*** Opening DATA FOR PROCESSING ***

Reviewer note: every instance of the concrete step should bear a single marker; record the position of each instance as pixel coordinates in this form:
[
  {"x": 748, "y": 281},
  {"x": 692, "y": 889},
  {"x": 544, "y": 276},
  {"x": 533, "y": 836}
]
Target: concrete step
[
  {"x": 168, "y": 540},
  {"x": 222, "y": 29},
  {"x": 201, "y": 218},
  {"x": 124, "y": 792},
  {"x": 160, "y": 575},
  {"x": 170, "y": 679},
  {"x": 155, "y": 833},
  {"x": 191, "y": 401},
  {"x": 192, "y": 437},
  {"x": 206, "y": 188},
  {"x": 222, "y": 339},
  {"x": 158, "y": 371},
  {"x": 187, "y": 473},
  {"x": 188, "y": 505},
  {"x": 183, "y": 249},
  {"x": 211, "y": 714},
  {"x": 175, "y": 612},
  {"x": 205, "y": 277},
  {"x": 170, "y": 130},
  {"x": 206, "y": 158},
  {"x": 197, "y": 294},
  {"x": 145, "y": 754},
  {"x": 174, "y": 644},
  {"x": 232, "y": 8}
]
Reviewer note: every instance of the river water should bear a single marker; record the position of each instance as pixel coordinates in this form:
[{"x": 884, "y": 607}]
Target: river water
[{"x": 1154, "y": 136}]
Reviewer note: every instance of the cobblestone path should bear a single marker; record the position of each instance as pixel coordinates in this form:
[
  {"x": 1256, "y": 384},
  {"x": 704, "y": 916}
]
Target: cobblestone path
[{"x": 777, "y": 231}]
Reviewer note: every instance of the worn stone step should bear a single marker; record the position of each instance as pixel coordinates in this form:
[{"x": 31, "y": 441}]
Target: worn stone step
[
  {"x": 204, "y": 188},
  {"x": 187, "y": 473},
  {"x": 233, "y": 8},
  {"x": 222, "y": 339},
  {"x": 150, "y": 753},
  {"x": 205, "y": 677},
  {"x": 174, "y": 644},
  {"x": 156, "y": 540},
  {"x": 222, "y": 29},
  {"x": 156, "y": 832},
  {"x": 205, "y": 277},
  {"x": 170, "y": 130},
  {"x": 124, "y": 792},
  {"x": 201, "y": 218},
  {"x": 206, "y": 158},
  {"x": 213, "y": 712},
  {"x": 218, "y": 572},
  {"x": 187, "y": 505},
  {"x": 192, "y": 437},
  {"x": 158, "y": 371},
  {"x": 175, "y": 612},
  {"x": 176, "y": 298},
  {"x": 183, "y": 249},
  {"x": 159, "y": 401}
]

*** Closing DATA FOR PROCESSING ***

WHAT IS NEEDED: Exactly one number is the expected answer: the count of lines in the entries where the word "note" is found.

REPLY: 4